EXERCISE AIM: Retype the tail of the data exactly, starting at the line containing "Can you find the white boat?" and stopping at the last line.

EXCERPTED DATA:
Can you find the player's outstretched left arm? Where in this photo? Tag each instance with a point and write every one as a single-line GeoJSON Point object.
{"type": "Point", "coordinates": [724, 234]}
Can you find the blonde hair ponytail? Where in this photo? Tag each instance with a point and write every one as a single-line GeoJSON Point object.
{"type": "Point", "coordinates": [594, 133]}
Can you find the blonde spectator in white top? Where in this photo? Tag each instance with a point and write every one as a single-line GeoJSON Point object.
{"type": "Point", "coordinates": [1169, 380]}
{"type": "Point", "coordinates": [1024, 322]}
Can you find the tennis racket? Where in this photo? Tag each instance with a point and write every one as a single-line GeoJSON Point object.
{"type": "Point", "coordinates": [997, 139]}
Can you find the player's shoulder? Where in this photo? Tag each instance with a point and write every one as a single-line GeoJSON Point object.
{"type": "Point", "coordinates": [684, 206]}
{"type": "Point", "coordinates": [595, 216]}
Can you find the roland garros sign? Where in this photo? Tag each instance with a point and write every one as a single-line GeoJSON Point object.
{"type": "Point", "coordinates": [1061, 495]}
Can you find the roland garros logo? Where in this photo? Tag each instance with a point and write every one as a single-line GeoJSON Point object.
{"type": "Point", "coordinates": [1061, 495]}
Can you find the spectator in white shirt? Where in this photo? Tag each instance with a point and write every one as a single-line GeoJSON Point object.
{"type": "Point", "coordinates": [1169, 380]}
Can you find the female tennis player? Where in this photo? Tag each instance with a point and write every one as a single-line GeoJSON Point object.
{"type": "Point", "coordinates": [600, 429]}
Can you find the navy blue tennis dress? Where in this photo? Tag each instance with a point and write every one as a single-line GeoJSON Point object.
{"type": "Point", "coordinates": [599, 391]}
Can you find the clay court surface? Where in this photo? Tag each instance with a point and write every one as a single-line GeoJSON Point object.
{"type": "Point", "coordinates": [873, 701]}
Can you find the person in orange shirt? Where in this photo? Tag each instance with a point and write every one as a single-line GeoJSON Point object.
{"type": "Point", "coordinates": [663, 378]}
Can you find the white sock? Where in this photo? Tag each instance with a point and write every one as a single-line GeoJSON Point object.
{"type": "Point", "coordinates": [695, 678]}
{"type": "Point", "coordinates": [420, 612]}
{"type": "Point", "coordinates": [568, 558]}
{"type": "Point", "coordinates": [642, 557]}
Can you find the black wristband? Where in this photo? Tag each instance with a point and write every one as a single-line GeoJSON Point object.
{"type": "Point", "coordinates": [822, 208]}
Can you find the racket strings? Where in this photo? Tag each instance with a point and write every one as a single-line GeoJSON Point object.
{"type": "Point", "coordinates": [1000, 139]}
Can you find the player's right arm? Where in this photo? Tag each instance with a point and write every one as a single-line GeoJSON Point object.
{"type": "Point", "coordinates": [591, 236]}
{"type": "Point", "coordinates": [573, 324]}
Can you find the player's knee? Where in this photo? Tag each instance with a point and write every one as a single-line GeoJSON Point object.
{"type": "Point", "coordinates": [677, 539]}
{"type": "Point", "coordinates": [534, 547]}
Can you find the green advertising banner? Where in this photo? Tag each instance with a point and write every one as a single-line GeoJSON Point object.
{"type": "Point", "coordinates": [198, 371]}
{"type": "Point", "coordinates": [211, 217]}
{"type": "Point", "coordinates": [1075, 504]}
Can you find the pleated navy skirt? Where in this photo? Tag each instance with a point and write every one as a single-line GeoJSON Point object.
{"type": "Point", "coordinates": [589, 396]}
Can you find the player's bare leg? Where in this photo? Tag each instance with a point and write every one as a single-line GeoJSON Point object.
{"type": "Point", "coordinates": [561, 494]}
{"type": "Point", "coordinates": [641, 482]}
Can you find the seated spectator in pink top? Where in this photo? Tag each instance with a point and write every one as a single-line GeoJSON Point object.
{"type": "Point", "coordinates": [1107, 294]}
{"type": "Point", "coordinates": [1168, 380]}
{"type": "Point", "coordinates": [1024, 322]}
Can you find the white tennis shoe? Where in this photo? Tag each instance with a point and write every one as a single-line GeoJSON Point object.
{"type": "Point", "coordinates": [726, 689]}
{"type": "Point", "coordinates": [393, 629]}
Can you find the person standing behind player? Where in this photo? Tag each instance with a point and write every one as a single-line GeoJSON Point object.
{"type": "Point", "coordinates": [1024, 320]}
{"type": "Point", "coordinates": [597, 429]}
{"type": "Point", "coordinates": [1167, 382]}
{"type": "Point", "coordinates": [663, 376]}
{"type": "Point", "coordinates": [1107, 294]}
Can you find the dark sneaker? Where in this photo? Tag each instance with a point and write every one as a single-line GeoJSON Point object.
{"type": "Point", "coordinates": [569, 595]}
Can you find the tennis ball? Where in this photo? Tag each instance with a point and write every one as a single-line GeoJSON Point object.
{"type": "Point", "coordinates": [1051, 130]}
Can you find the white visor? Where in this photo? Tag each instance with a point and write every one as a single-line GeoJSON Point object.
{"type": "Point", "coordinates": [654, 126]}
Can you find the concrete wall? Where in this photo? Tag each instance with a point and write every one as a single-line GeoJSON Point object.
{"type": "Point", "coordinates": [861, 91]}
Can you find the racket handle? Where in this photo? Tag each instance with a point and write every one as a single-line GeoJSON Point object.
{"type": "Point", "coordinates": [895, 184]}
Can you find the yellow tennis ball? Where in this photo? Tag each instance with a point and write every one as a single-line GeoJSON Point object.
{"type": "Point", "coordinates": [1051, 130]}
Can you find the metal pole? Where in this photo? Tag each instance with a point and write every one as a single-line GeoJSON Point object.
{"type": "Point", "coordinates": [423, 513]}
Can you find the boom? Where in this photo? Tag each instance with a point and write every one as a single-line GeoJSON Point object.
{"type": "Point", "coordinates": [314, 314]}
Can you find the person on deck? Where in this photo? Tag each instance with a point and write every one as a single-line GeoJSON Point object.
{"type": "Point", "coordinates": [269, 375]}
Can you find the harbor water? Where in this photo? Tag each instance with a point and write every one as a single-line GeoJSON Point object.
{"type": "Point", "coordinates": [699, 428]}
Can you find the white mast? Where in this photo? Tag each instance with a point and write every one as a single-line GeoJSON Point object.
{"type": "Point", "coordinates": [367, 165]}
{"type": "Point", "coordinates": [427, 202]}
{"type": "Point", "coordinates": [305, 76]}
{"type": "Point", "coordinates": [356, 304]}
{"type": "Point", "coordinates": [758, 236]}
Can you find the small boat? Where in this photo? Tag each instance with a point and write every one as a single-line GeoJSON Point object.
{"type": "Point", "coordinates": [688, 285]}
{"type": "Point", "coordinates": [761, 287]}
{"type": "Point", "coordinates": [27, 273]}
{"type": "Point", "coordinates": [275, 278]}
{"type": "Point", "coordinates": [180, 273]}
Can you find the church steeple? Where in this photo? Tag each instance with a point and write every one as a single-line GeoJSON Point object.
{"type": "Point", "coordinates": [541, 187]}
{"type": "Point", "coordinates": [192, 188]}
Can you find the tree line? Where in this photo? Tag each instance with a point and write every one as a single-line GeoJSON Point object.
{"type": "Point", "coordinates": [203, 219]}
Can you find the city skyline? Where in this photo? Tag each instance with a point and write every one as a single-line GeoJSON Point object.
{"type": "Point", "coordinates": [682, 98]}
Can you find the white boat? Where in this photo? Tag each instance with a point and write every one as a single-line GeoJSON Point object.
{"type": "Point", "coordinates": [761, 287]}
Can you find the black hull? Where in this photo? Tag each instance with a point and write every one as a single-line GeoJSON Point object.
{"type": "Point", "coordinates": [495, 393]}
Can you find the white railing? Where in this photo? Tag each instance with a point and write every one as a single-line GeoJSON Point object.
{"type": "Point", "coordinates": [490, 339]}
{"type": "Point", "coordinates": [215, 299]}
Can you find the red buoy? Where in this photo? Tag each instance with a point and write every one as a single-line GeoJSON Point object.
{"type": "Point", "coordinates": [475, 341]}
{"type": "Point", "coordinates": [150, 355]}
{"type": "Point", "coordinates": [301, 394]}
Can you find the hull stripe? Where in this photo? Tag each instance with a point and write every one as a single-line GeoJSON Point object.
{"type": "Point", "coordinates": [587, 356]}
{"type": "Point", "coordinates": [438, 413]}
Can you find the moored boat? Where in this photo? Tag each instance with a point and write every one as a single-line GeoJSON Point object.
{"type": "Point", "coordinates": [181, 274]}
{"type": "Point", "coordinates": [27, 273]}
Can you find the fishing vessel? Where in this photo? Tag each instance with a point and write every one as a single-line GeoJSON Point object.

SOLUTION TO THIS TASK:
Can you find the white boat? Where in this photo? Tag each instance with a point and write every one as a single-line GeoJSON Point object.
{"type": "Point", "coordinates": [761, 287]}
Can you find the black hull? Where in this photo? Tag each instance with a point and write every one as a single-line GeoJSON Point object.
{"type": "Point", "coordinates": [495, 393]}
Can you find the white railing? Where in this photo? Tag each instance with a point and write every one as a single-line GeoJSON Point object.
{"type": "Point", "coordinates": [490, 339]}
{"type": "Point", "coordinates": [215, 299]}
Can you find the red buoy? Where in this photo? Tag each instance with a point and write every one as a single-line GeoJSON Point object.
{"type": "Point", "coordinates": [475, 341]}
{"type": "Point", "coordinates": [150, 355]}
{"type": "Point", "coordinates": [301, 394]}
Can you find the hull stripe? Where in this photo? Tag each instance with a point and write every one as a single-line GeoJSON Point object.
{"type": "Point", "coordinates": [587, 356]}
{"type": "Point", "coordinates": [438, 413]}
Can you find the moored boat? Where in this photo? Tag each instance with a point and write every one as a single-line GeoJSON Point object.
{"type": "Point", "coordinates": [181, 274]}
{"type": "Point", "coordinates": [27, 273]}
Can you find the fishing vessel? Where in this photo? Tag each instance with a point and write every one as a single-line GeoJSON Point object.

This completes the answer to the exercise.